### Records to use
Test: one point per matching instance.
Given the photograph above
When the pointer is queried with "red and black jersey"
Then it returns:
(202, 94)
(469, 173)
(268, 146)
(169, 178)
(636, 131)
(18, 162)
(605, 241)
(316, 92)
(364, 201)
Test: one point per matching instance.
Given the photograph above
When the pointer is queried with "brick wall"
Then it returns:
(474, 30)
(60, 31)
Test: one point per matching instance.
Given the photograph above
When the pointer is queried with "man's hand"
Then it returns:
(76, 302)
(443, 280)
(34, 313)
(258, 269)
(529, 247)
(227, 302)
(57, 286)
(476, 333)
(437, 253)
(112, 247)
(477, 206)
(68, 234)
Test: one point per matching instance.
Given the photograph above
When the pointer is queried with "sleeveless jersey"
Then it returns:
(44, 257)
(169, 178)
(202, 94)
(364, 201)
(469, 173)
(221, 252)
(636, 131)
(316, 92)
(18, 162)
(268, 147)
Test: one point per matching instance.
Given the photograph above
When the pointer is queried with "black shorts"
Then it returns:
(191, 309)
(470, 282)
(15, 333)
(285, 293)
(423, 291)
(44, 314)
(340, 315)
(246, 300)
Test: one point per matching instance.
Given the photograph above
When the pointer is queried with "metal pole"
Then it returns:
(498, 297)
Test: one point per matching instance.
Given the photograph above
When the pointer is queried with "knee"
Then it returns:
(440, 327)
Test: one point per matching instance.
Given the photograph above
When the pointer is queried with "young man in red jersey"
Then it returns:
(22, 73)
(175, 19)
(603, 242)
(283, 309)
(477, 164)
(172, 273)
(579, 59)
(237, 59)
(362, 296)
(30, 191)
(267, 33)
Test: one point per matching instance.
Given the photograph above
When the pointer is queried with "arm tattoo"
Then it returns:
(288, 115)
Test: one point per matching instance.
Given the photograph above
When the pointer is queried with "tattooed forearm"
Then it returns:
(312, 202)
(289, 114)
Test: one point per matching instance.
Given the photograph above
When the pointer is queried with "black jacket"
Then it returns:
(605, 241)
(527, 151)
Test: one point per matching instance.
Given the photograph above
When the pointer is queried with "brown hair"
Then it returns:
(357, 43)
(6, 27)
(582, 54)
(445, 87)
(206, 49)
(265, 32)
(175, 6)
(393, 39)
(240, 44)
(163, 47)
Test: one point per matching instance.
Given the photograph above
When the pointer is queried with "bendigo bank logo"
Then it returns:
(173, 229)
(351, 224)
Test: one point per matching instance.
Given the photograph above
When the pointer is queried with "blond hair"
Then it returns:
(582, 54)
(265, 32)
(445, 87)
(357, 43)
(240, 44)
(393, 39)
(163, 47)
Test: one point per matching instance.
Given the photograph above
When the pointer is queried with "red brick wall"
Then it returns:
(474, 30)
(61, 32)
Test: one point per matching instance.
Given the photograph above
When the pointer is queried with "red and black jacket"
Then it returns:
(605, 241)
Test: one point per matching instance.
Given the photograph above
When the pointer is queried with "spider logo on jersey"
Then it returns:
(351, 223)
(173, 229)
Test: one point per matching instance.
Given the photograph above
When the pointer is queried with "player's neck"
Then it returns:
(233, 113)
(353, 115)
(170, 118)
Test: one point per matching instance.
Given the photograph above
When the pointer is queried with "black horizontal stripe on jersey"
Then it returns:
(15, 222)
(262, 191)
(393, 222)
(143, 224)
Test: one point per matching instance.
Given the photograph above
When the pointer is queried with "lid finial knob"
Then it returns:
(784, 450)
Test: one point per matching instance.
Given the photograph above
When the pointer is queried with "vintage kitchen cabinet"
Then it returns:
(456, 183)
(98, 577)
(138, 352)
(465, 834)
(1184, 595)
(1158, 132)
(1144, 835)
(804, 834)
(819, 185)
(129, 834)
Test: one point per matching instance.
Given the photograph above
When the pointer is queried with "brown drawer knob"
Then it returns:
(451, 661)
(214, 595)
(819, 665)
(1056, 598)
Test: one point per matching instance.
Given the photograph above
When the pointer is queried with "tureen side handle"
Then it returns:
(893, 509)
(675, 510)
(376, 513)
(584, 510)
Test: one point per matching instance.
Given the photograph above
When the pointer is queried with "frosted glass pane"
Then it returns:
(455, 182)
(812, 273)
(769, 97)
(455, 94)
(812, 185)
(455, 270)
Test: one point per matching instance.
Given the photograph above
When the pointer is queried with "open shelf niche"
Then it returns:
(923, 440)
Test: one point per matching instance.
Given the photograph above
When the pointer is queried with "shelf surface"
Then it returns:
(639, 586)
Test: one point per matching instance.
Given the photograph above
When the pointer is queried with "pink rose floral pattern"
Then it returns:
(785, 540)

### Action item
Pick out and copy the lines of the entries that hold the string "black".

### Response
When the pointer is queried with "red and black jersey"
When the pointer is queried with "black shorts"
When the pointer is queried with "black jacket"
When the pointer is queried with "red and black jacket"
When the pointer is queried with "black horizontal stripe on jersey"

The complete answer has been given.